Written request a: Output the lines of the records exactly as they are, starting at the line that contains "Objective — one point per instance of the curved" and ending at the end of the records, with both ends included.

I really don't see how having migrations for the superset database separated from the upstream one can work. Any chance you make your code public so we can take a look to what is needed?

rhunwicks commented 6 years ago

@xrmx the code is still very rough - I haven't pushed it to GitHub yet - partially because I want to make sure the directory structure matches your expectations in order to get it merged!

I am also not planning to push it to GitHub until I have an actual working implementation that can do filtering and grouping, and we haven't got that far yet.

However, we need to store metadata about the DataSources and the associated Columns and Metrics. The required metadata is very similar to that required for SqlaTable datasources, but not identical.

So the migration just adds three new tables. Currently the migration looks like:

"""Add PandasDatasource

Revision ID: b2cd059e8803
Revises: ca69c70ec99b
Create Date: 2017-08-30 09:33:40.431377

"""

# revision identifiers, used by Alembic.
revision = 'b2cd059e8803'
down_revision = 'ca69c70ec99b'

from alembic import op
import sqlalchemy as sa
import sqlalchemy_utils

FORMATS = [
    ('csv', 'CSV'),
    ('html', 'HTML')
]

def upgrade():
    # ### commands auto generated by Alembic - please adjust! ###
    op.create_table('pandasdatasources',
    sa.Column('created_on', sa.DateTime(), nullable=True),
    sa.Column('changed_on', sa.DateTime(), nullable=True),
    sa.Column('id', sa.Integer(), nullable=False),
    sa.Column('description', sa.Text(), nullable=True),
    sa.Column('default_endpoint', sa.Text(), nullable=True),
    sa.Column('is_featured', sa.Boolean(), nullable=True),
    sa.Column('filter_select_enabled', sa.Boolean(), nullable=True),
    sa.Column('offset', sa.Integer(), nullable=True),
    sa.Column('cache_timeout', sa.Integer(), nullable=True),
    sa.Column('params', sa.String(length=1000), nullable=True),
    sa.Column('perm', sa.String(length=1000), nullable=True),
    sa.Column('name', sa.String(length=100), nullable=False),
    sa.Column('source_url', sa.String(length=1000), nullable=False),
    sa.Column('format', sqlalchemy_utils.types.choice.ChoiceType(FORMATS), nullable=False),
    sa.Column('additional_parameters', sqlalchemy_utils.types.json.JSONType(), nullable=True),
    sa.Column('user_id', sa.Integer(), nullable=True),
    sa.Column('fetch_values_predicate', sa.String(length=1000), nullable=True),
    sa.Column('main_dttm_col', sa.String(length=250), nullable=True),
    sa.Column('created_by_fk', sa.Integer(), nullable=True),
    sa.Column('changed_by_fk', sa.Integer(), nullable=True),
    sa.ForeignKeyConstraint(['changed_by_fk'], ['ab_user.id'], ),
    sa.ForeignKeyConstraint(['created_by_fk'], ['ab_user.id'], ),
    sa.ForeignKeyConstraint(['user_id'], ['ab_user.id'], ),
    sa.PrimaryKeyConstraint('id')

Excerpts of pointing data:

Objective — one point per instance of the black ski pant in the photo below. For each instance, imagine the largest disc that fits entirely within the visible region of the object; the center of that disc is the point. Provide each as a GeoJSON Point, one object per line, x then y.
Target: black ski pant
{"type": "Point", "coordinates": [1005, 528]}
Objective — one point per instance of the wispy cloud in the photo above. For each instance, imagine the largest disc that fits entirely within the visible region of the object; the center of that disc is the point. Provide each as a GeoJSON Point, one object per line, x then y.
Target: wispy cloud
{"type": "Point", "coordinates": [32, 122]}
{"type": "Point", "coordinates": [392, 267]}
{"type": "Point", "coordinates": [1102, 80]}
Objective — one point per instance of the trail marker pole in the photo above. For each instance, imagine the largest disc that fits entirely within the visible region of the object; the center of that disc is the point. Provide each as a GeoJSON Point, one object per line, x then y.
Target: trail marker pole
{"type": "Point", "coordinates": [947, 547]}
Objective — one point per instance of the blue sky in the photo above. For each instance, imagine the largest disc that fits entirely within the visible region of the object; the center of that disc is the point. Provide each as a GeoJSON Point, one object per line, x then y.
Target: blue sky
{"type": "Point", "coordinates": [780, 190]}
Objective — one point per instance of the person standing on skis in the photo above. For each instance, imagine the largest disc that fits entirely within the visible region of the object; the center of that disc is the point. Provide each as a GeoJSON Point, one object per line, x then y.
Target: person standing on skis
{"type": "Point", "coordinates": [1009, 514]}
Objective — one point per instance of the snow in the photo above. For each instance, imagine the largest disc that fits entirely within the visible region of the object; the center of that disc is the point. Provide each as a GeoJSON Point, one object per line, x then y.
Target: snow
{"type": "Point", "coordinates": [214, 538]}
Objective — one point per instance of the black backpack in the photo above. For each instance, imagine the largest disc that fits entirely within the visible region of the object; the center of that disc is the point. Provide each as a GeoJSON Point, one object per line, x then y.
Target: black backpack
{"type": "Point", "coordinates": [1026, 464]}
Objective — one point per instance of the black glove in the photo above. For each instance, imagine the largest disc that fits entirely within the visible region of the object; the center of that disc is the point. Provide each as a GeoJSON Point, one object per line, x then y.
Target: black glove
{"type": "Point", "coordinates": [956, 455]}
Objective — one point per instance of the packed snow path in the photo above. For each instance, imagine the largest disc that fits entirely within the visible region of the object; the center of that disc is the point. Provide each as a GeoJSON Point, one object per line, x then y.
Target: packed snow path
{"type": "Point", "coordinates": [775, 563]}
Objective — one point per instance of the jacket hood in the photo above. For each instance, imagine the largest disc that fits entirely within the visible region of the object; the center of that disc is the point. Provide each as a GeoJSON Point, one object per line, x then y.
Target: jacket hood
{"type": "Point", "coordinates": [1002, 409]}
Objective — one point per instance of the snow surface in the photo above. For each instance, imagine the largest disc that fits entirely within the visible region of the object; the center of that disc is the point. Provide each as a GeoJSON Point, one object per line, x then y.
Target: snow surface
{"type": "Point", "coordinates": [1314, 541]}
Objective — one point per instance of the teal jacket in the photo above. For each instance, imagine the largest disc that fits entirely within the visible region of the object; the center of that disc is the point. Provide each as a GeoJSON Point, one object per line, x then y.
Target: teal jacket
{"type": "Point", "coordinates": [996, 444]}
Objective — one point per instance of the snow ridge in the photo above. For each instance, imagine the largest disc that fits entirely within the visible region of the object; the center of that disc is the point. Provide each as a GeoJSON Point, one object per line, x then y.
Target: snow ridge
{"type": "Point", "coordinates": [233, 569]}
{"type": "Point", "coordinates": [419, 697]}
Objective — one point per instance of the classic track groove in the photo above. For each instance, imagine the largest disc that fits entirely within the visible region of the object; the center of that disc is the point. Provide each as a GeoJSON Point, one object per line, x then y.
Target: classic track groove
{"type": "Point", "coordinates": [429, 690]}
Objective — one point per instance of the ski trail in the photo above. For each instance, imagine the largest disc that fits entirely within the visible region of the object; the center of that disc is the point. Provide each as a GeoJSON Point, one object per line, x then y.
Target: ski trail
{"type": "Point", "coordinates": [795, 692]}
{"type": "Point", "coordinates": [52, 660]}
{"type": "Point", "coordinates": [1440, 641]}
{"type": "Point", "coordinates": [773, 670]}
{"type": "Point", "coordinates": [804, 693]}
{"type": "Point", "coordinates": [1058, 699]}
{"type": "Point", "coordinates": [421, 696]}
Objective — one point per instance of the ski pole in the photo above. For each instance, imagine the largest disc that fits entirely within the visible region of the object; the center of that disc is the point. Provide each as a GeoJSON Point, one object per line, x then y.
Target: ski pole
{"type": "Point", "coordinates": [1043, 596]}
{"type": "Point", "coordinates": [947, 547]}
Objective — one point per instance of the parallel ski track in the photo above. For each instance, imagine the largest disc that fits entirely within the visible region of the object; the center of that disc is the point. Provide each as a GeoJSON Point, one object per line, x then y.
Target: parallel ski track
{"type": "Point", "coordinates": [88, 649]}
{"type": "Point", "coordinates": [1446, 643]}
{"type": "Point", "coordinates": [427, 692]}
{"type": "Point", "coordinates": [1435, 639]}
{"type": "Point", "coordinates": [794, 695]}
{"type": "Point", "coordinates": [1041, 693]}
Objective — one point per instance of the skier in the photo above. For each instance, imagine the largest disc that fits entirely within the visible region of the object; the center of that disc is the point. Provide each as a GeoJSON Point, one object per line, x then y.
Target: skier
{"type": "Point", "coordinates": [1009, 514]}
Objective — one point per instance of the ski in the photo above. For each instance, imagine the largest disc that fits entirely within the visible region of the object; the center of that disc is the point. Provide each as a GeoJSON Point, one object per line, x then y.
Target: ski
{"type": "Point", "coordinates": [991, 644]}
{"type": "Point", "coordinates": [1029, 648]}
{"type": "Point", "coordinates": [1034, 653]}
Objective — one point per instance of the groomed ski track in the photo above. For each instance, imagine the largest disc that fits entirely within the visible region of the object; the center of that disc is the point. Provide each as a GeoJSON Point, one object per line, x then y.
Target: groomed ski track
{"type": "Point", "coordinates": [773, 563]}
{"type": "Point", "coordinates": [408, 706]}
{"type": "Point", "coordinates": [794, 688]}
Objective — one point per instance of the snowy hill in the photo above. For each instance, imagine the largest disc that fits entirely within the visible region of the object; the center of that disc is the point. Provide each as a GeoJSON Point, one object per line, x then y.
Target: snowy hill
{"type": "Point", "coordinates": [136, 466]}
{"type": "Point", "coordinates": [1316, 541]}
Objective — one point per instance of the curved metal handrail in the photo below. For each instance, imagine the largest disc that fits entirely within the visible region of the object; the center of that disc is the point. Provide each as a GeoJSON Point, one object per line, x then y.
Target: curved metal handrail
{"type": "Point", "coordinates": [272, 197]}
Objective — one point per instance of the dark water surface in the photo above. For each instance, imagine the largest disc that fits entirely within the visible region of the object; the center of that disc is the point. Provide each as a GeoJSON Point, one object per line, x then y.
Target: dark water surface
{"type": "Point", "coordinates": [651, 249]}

Written request b: In the forum thread, what revision ID is given for the migration that adds PandasDatasource?

Complete answer a:
Objective — one point per instance of the curved metal handrail in the photo below. For each instance, imagine the largest disc that fits entirely within the visible region of the object; the center of that disc is the point. Provide each as a GeoJSON Point, one object per line, x then y.
Target: curved metal handrail
{"type": "Point", "coordinates": [272, 197]}
Objective — one point per instance of the dark water surface in the photo above. For each instance, imagine the largest disc that fits entirely within the visible region of the object; the center of that disc is the point. Provide each as a GeoJSON Point, one object per line, x then y.
Target: dark water surface
{"type": "Point", "coordinates": [651, 249]}

Complete answer b: b2cd059e8803